More hockey on television. ESPN was interested in getting this deal, but according to Sports Business Journal, their offer was basically a slap in the face in terms of regular season coverage of the NHL.
ESPN said it had "constructive conversations" with the NHL, "offering them the opportunity for unprecedented distribution of every game of the Stanley Cup playoffs on ESPN platforms, including authentication to broadband and mobile devices." ESPN had committed to carry one regular-season game per week.
One game a week. And it would've been on ESPN2. That's a joke. There's no wonder that, according to SBJ, the NHL didn't even return an offer to ESPN after that point. Sure, "unprecedented distribution" of every playoff game sounds wonderful, but when they're treating the regular season like a throwaway, is it even worth it?
NBC, meanwhile, has committed to much, much more. Versus and NBC will broadcast 100 regular season games next season, including a new national game on Black Friday. 100 regular season games is roughly three or four per week. That's a ton of hockey on national television, and it sounds even better in the playoffs.
They've committed to broadcasting every single playoff game on national television. Ebersol said on Tuesday that playoff games not on Versus or NBC will be on "other major NBC Universal cable channels," which leads me to believe a channel like USA will be broadcasting playoff hockey in the first round next year. (Of course, it could always be Telemundo or Golf Channel, I guess.)

WORK ORDER
Transcribe the NHL television coverage source passage in full, word for word.

Region pointing data:

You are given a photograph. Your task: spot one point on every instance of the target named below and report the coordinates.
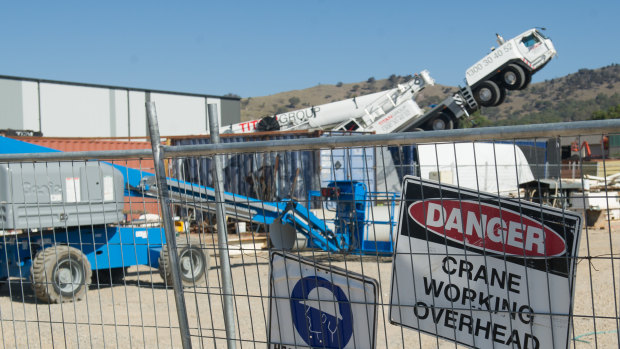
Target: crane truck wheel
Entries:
(487, 94)
(502, 96)
(60, 274)
(513, 77)
(440, 122)
(193, 262)
(528, 79)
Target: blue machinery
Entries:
(65, 255)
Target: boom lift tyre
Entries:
(513, 77)
(60, 274)
(193, 263)
(487, 94)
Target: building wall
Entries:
(10, 107)
(59, 109)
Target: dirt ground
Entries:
(140, 312)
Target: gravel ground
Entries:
(141, 312)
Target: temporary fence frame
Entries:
(162, 152)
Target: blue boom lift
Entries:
(62, 222)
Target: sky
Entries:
(259, 48)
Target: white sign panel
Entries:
(318, 306)
(481, 270)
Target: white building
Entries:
(66, 109)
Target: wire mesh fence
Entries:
(467, 238)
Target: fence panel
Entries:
(469, 238)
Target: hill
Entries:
(572, 97)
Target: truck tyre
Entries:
(440, 122)
(528, 79)
(487, 94)
(502, 96)
(60, 274)
(513, 77)
(193, 263)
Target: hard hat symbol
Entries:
(321, 313)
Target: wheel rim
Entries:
(191, 264)
(485, 94)
(68, 276)
(439, 124)
(510, 78)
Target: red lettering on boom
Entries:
(487, 227)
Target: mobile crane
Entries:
(510, 66)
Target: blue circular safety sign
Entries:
(324, 321)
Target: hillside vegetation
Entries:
(577, 96)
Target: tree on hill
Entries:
(610, 113)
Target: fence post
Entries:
(222, 234)
(164, 201)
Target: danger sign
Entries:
(481, 270)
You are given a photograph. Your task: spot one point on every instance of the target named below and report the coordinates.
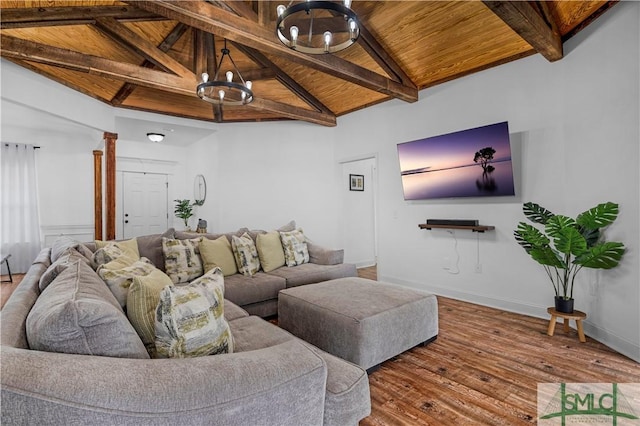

WRITTEN ANSWER
More hockey on television. ESPN was interested in getting this deal, but according to Sports Business Journal, their offer was basically a slap in the face in terms of regular season coverage of the NHL.
ESPN said it had "constructive conversations" with the NHL, "offering them the opportunity for unprecedented distribution of every game of the Stanley Cup playoffs on ESPN platforms, including authentication to broadband and mobile devices." ESPN had committed to carry one regular-season game per week.
One game a week. And it would've been on ESPN2. That's a joke. There's no wonder that, according to SBJ, the NHL didn't even return an offer to ESPN after that point. Sure, "unprecedented distribution" of every playoff game sounds wonderful, but when they're treating the regular season like a throwaway, is it even worth it?
NBC, meanwhile, has committed to much, much more. Versus and NBC will broadcast 100 regular season games next season, including a new national game on Black Friday. 100 regular season games is roughly three or four per week. That's a ton of hockey on national television, and it sounds even better in the playoffs.
They've committed to broadcasting every single playoff game on national television. Ebersol said on Tuesday that playoff games not on Versus or NBC will be on "other major NBC Universal cable channels," which leads me to believe a channel like USA will be broadcasting playoff hockey in the first round next year. (Of course, it could always be Telemundo or Golf Channel, I guess.)